This is the trailer you are looking for... Star Wars: The Last Jedi

I remember seeing that and thinking “no way our parents will let us watch this, looks too violent”. Then dad comes back from a business trip and is all “KIDS YOU’VE GOTTA SEE THIS AMAZING MOVIE BEST EVAR”.

1 Like

When it hit HBO for the first summer in syndication, my brothers watched it almost every single day.

2 Likes

I’m going to be that guy.

What is it with the fucking over-the-top reverb in the whole damn

Movie..... Trailer...... Domainnnnnn..........? 

It’s like the ridiculous echo in monster struck commercials on the radio.

If the reverb were removed from this, I think people would see

just..... how...... SILLY........ it.... alll.......is,is,is,is

(oops, sorry, hit the echo on that last one).

Maybe if Porgs do this then they MIGHT be cool…
wtfguin

2 Likes

There’s really no use trying to fight the Porg.

Resistance is Cutile.

1 Like

This movie is 8 of 9. People tend to prefer 7 of 9, right?

4 Likes

I have family members who were ages 14-27 at the time and distinctly remember things that were only added or tweaked in later releases.

I know some one who swears to high holy god it premiered in December. And argued the new release dates were a return to tradition.

And here’s the thing. It did. Where he lived.

**Brief 1**
In the Stored items listing, from its start through the line with "box: [612, 204, 635, 238]", can you replace "rough mask" with "coarse mask" and change nothing else? Leave the pictures out of your answer.
The forum thread and the Stored items listing have no connection to each other.

Stored items:
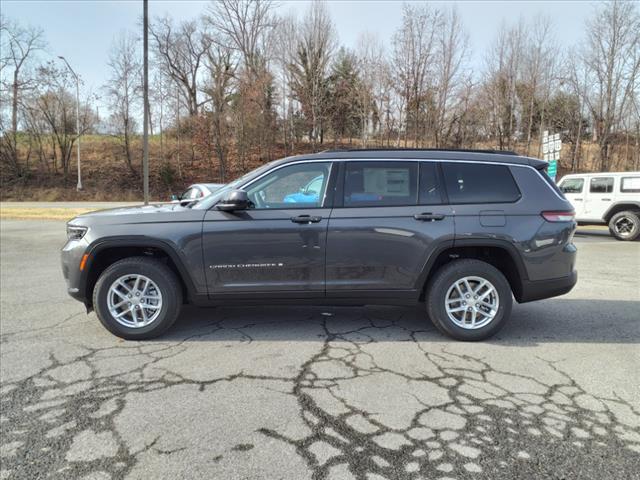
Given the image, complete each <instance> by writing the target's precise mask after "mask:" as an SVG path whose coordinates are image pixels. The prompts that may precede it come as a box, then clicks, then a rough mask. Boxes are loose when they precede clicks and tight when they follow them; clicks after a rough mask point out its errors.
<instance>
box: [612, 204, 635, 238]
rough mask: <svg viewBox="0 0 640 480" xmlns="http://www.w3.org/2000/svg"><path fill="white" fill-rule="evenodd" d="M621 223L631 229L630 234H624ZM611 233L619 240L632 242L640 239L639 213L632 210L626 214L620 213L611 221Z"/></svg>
mask: <svg viewBox="0 0 640 480" xmlns="http://www.w3.org/2000/svg"><path fill="white" fill-rule="evenodd" d="M621 222H624V227H625V228H629V231H628V232H624V233H622V232H621V231H620V230H621V228H620V227H621ZM609 232H611V235H612V236H614V237H615V238H616V239H618V240H622V241H632V240H636V239H637V238H638V237H640V217H639V216H638V213H636V212H632V211H630V210H625V211H624V212H618V213H616V214H615V215H614V216H613V217H611V220H609Z"/></svg>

**Brief 2**
How would the forum thread about the Star Wars: The Last Jedi trailer go on from its last post?

**Exercise answer 1**
Given the image, complete each <instance> by writing the target's precise mask after "mask:" as an SVG path whose coordinates are image pixels. The prompts that may precede it come as a box, then clicks, then a coarse mask. Boxes are loose when they precede clicks and tight when they follow them; clicks after a coarse mask point out its errors.
<instance>
box: [612, 204, 635, 238]

**Exercise answer 2**
That movie seems to have had a uniquely weird. Staged release. There were multiple regular re-releases. A couple different versions. Extended theater stays. And the system of repatory and drive in theaters at the time seems to have kept at least one of The Star Wars running, somewhere until pretty late in the 80s

So what I’ve found is that when people who were alive for it. And old enough to be cognizant. And definitely saw the main release. And when they try to remember details of the first time they saw it? Often enough those details reveal something that had to be from a later release.

It was out there enough and long enough. And everyone saw it so often that a lot of it tends to blend together.

It’s far more confused the closer you get to my age. For us Star Wars was sort of just always persistently there. Like I said I saw Jedi before I was old enough to walk with any sort of pinache. And the VHS release was pervasive by the time I was old enough to operate one. I can’t recall anything about the first time I saw any of them. I just remember seeing them all in sequence constantly as a child.

Is it just me or is the music soundtrack disproportionately louder than script? Icould barely make out what were they saying.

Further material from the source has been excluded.